Pointing records
========
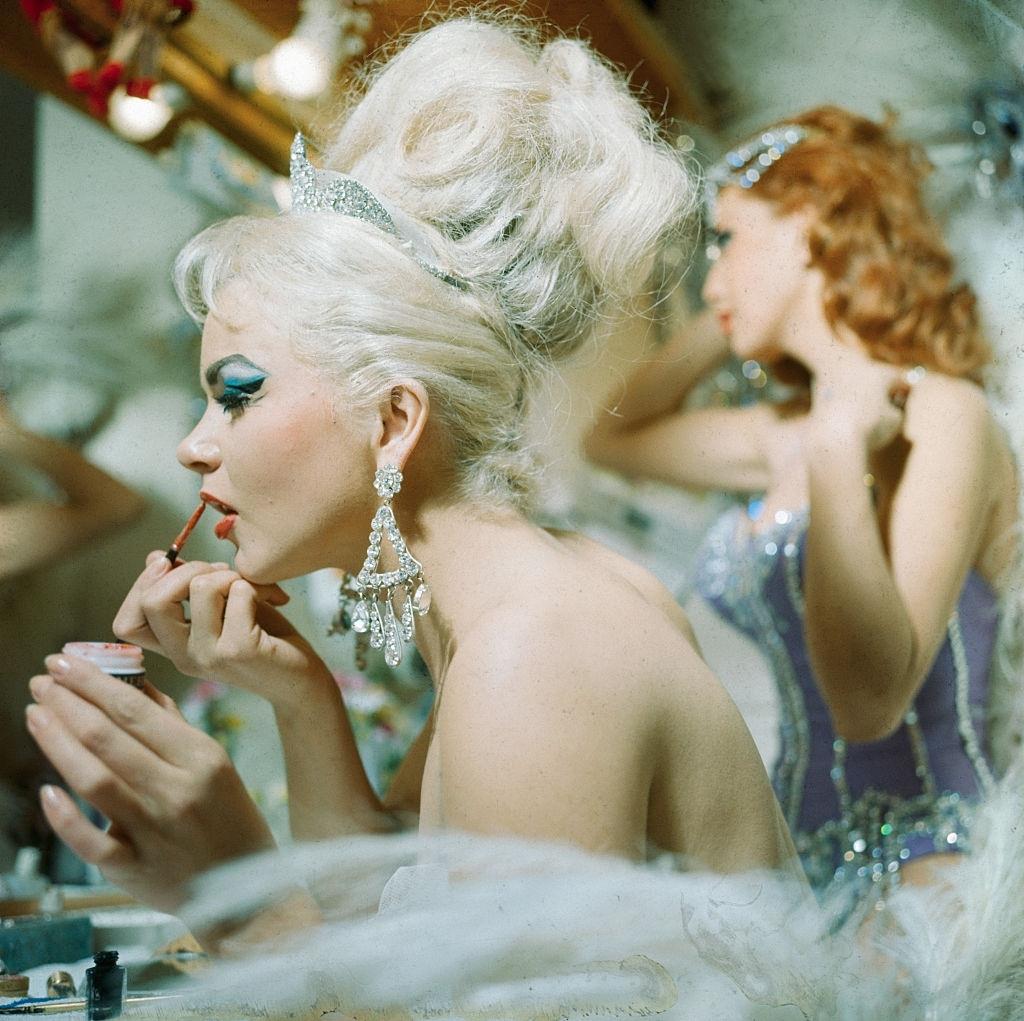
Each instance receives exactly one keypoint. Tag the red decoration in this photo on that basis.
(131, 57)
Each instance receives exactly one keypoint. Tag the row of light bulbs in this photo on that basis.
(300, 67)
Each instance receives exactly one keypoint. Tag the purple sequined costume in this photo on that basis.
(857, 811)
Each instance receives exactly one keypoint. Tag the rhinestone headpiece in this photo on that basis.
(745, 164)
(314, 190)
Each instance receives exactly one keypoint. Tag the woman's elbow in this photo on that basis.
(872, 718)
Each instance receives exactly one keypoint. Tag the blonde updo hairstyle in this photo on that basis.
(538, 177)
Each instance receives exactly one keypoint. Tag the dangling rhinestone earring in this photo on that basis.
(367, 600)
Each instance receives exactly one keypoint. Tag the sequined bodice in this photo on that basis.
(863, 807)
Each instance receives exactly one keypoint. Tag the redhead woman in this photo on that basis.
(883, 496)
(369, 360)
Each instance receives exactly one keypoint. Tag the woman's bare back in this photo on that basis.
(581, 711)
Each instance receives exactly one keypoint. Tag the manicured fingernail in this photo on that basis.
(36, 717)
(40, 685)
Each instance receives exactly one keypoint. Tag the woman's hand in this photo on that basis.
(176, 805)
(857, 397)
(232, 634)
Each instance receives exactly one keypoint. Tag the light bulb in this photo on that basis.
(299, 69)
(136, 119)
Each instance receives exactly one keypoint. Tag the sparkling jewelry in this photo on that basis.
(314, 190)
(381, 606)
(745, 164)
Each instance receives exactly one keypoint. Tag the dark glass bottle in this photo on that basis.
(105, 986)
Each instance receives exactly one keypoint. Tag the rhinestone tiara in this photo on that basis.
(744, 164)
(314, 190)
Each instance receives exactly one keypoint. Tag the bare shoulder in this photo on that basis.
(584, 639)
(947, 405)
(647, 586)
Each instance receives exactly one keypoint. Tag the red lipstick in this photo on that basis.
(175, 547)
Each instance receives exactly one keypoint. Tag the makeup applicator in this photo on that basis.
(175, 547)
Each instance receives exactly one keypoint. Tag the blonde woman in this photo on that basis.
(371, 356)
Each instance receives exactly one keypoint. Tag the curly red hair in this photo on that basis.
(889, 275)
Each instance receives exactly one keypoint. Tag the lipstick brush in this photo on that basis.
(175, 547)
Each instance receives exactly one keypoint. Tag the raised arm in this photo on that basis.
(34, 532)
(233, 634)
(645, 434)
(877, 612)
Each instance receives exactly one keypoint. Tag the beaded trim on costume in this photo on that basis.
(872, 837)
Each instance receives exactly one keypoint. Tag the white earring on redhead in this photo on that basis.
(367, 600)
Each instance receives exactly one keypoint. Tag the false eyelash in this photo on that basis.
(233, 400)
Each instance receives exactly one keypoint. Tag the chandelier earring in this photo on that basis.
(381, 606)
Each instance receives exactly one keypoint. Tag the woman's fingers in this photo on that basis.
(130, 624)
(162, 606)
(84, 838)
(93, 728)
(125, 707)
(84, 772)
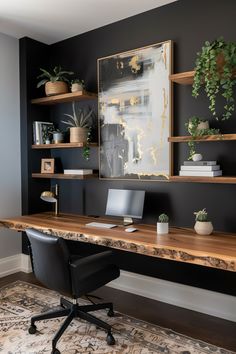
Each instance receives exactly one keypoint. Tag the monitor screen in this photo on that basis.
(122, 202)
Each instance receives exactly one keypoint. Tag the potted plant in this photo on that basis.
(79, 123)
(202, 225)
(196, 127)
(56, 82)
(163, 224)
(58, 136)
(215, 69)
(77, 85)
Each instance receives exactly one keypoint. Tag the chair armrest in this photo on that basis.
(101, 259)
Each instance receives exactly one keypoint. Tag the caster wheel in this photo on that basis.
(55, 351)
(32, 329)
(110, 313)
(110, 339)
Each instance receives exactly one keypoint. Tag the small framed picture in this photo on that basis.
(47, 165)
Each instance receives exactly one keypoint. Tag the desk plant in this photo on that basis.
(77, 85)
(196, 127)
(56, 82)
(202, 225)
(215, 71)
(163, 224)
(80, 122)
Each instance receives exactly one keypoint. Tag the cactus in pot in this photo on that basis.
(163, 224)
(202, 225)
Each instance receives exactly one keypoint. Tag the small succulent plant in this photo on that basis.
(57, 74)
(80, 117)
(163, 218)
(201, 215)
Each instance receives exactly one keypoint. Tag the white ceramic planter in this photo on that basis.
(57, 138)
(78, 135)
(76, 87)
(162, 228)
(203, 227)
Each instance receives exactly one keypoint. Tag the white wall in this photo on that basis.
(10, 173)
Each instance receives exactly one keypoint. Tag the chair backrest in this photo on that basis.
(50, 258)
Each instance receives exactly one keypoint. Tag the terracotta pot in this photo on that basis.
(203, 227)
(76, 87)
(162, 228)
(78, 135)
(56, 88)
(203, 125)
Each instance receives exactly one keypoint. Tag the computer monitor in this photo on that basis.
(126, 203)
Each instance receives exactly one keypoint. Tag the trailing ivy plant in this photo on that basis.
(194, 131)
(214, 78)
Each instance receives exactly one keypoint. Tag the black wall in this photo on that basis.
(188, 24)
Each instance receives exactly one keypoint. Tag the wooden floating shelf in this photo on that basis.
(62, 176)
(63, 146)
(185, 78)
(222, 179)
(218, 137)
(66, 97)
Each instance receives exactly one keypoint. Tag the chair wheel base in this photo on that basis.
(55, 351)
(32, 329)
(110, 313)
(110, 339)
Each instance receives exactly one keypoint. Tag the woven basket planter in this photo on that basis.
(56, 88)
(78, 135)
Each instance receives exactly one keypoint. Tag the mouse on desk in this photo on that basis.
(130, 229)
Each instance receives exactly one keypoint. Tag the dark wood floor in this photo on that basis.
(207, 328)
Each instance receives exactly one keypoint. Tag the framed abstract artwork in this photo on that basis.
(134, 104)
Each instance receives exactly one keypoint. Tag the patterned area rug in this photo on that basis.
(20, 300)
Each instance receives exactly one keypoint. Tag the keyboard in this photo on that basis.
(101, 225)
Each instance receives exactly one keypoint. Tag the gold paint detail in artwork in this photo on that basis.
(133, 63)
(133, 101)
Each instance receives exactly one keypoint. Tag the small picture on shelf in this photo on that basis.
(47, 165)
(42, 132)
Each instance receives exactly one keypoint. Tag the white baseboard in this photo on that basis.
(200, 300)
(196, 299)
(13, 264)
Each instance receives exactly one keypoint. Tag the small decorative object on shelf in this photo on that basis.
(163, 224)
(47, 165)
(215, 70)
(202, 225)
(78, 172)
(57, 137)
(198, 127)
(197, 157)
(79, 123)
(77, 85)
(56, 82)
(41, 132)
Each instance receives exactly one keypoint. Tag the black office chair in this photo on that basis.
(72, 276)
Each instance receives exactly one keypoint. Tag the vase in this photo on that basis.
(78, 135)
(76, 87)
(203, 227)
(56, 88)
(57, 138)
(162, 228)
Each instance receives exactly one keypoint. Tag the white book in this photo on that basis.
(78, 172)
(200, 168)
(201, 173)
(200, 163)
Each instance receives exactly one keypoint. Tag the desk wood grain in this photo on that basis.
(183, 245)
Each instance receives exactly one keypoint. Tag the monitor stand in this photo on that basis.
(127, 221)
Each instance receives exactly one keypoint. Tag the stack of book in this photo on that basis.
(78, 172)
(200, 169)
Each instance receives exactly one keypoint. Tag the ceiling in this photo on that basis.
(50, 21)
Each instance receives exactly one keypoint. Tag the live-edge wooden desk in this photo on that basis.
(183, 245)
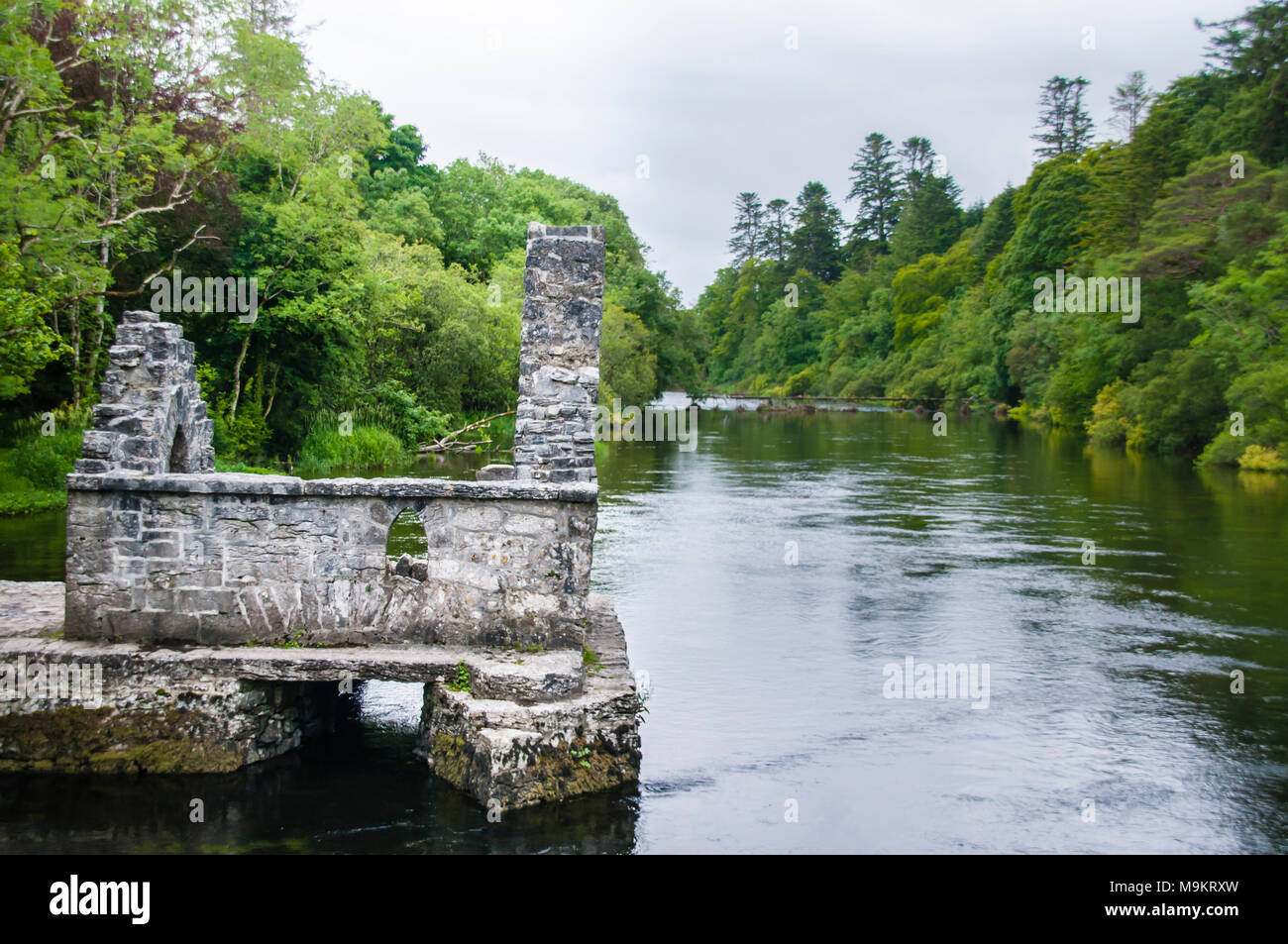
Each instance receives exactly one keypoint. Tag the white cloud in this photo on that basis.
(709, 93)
========
● What you need to do
Every line above should be returned exactly; the pictures stay out.

● Result for this exercise
Each instance receives exactly one keypoint. Tag the red decoration in this photo on that basis.
(131, 57)
Each instance receives exactly one keypoint. Tag the row of light bulbs in this photo on that basis.
(300, 67)
Each instance receives exactly one keypoint. Tag the purple sequined costume in this photo on that basis.
(857, 811)
Each instance receives exactly one keypoint. Tag the rhinestone headpiece in this photo on that basis.
(745, 164)
(314, 190)
Each instance receives exactly one keypoint. Tag the woman's elbow in this photo on that basis.
(872, 718)
Each instance receives exactly one keypoint. Tag the blonde updo hairstyle in this photo on that basis.
(538, 177)
Each instance receives exactly one keypoint. Tag the dangling rhinestone earring in this photo on that basis.
(367, 600)
Each instance receives exactly one keypoint. Tag the sequined bodice in this photo on that basis.
(863, 807)
Each instance receives exactly one keypoint. Tag the redhead woman in this photo on that basis.
(883, 496)
(369, 360)
Each instance receives exactly one keypoint. Tag the woman's bare back in this photo on that basis.
(581, 711)
Each instance receives exactly one keypoint. Tag the manicured fingernail in this photo on that basis.
(36, 717)
(40, 685)
Each instance receives exactly one keypoint. Tag the woman's hand in this photo on that basis.
(176, 805)
(857, 397)
(232, 634)
Each instance receives exactly one keypoint. Tag the light bulb in this photo on that basis.
(299, 69)
(136, 119)
Each instance receives exactly one keypoint. Tag the sparkling jewelry in this photo on that basis.
(314, 190)
(381, 606)
(745, 164)
Each instance receives exactly one keypoint. Tag the dark glass bottle in this photo on that basis.
(105, 986)
Each instance receives exactly one keypoint. Tag the rhinestone tiara in this photo on that basis.
(744, 164)
(314, 190)
Each instance receives exactly one keypoint. Tag the bare shoulder in this photo on that basis.
(584, 639)
(947, 405)
(647, 586)
Each instance receives exactly one keypoint. Tag the red lipstick in this photo on that basis.
(175, 547)
Each instance receives exactly one keypoint. Tag the makeup applicator in this photo on that basis.
(175, 547)
Each instance receives exactly one keypoint. Tag the blonde woman in this photo on that basis.
(371, 356)
Each instance receives exactly one keypoint. Tag the curly red hair in this photo on that basis.
(889, 275)
Each instance receives exactly one keypoint. Tag the lipstick brush in this photo on that basis.
(175, 547)
Each instance receives exactly one keypoint. Tag the raised arm in this photo on that basis.
(34, 532)
(233, 634)
(645, 434)
(877, 612)
Each instance receives exactly one keypoint. Tag the beaded trim on costume in this photo on that basis.
(872, 837)
Each instance receives exactly one keypoint. Tag the white earring on redhead in this photo on that basis.
(367, 600)
Each instance receives exactly one keypoint. Tag the false eyelash in this photo on that basis.
(233, 400)
Each instance receives exactly one keypoint. Tag the chandelier earring in this photo on that basis.
(381, 606)
Each instance receives exactly one keypoint. Tag the woman's fingers in this photo on that basis.
(130, 624)
(162, 606)
(84, 838)
(93, 728)
(125, 707)
(84, 772)
Each instance receives exactly one keypoint. Tag the monitor screen in this photo on that basis.
(122, 202)
Each instance receives exactly one keypoint. Tag the potted plant in this photo on that basis.
(79, 123)
(202, 225)
(196, 127)
(56, 82)
(163, 224)
(58, 136)
(215, 69)
(77, 85)
Each instance receives exactly one keypoint. Tag the chair armrest in this photo on that basis.
(101, 259)
Each instance receives exactly one keypoint. Tag the caster wheel in this photo on that basis.
(55, 351)
(32, 329)
(110, 313)
(110, 339)
Each instance receives exactly one keypoint. Tag the small framed picture in this photo on that basis.
(47, 165)
Each instance receives exactly one keypoint. Tag the desk plant in this photo on that basis.
(77, 85)
(196, 127)
(56, 82)
(202, 225)
(215, 71)
(163, 224)
(80, 122)
Each instance receives exactly one keypoint. Tag the cactus in pot in this photo on that basis.
(163, 224)
(202, 225)
Each instance receives exactly one keypoint. Tag the small succulent plant in this photo on that basis.
(57, 74)
(80, 117)
(163, 218)
(201, 215)
Each instance receives exactly one keypoint. Tag the white ceramic planter in this photo on that basis.
(57, 138)
(78, 135)
(76, 87)
(162, 228)
(203, 227)
Each instance receives exactly one keypoint. Tag the white wall in this photo on that basis.
(10, 173)
Each instance receives exactly one keypoint. Tag the chair backrest in this photo on that basis.
(50, 258)
Each instance receives exactly one keypoint. Tag the terracotta pot in this photo on that basis.
(203, 227)
(76, 87)
(162, 228)
(78, 135)
(56, 88)
(203, 125)
Each instance receives exactly one keypoint. Tag the computer monitor in this photo on that basis.
(126, 203)
Each instance receives exactly one keypoint. Tag the trailing ivy plant in this photo on that basis.
(194, 131)
(214, 78)
Each instance receives exactly one keypoint. Tag the black wall in this photo on that basis.
(188, 24)
Each instance receives exactly one keypoint. Tag the wooden floating shelf in this photo on that basis.
(62, 176)
(63, 146)
(185, 78)
(222, 179)
(218, 137)
(66, 97)
Each instance receives exactly one keypoint. Tag the chair wheel base in this photo on that basis.
(55, 351)
(32, 329)
(110, 313)
(110, 339)
Each instance receives exactly one keypoint. Tag the woven basket planter in this photo on that basis.
(56, 88)
(78, 135)
Each instance receives exactly one keypoint. Tag the mouse on desk in this photo on that basis.
(130, 229)
Each instance receives exactly one keypoint. Tag the dark wood floor in this photo on that basis.
(207, 328)
Each instance receives exactly one keypoint. Tag the framed abstract artwork in this photo on that basis.
(134, 104)
Each instance receives exactly one keypoint. Tag the patterned area rug in this photo on that basis.
(20, 300)
Each instance receives exactly one keypoint. Tag the keyboard in this photo on that basis.
(101, 225)
Each instance receives exactly one keypoint. Tag the gold paint detail in artwork in this photo on that basis.
(133, 63)
(133, 101)
Each instance receives exactly one keypoint. Tag the small picture on shelf in this photo on that basis.
(47, 165)
(42, 132)
Each instance receives exactly one keypoint. Tag the white baseboard in this photo on that basis.
(200, 300)
(196, 299)
(13, 264)
Each instance receives exactly one keypoint. Tag the small decorative object on shelf in this photo on that basis.
(163, 224)
(47, 165)
(215, 70)
(202, 225)
(78, 172)
(57, 137)
(198, 127)
(197, 157)
(79, 123)
(77, 85)
(56, 82)
(41, 132)
Each instance receives exactly one keypoint. Tag the black office chair in this photo on that basis.
(72, 276)
Each instance receives exactly one keypoint. Tag the vase in this photo on that basis.
(78, 135)
(76, 87)
(203, 227)
(56, 88)
(57, 138)
(162, 228)
Each instance receives exactly one keypoint. Tag the white book in this photo on that basis.
(78, 172)
(200, 168)
(201, 173)
(200, 163)
Each instance receives exactly one keypoint. Tag the desk wood grain in this photo on that basis.
(183, 245)
Each instance receives exactly one keypoint. Tag the monitor stand in this photo on that basis.
(127, 221)
Each instance receives exactly one keypoint. Tag the stack of book in this photo on that basis.
(78, 172)
(200, 169)
Each instance receives exactly one keypoint. Tag the ceiling in this photo on that basis.
(50, 21)
Each instance receives exactly one keypoint. Tag the live-edge wooden desk in this photo on that basis.
(183, 245)
Each instance receives exactly one keypoint. Tag the white cloud in this photo on that basis.
(709, 93)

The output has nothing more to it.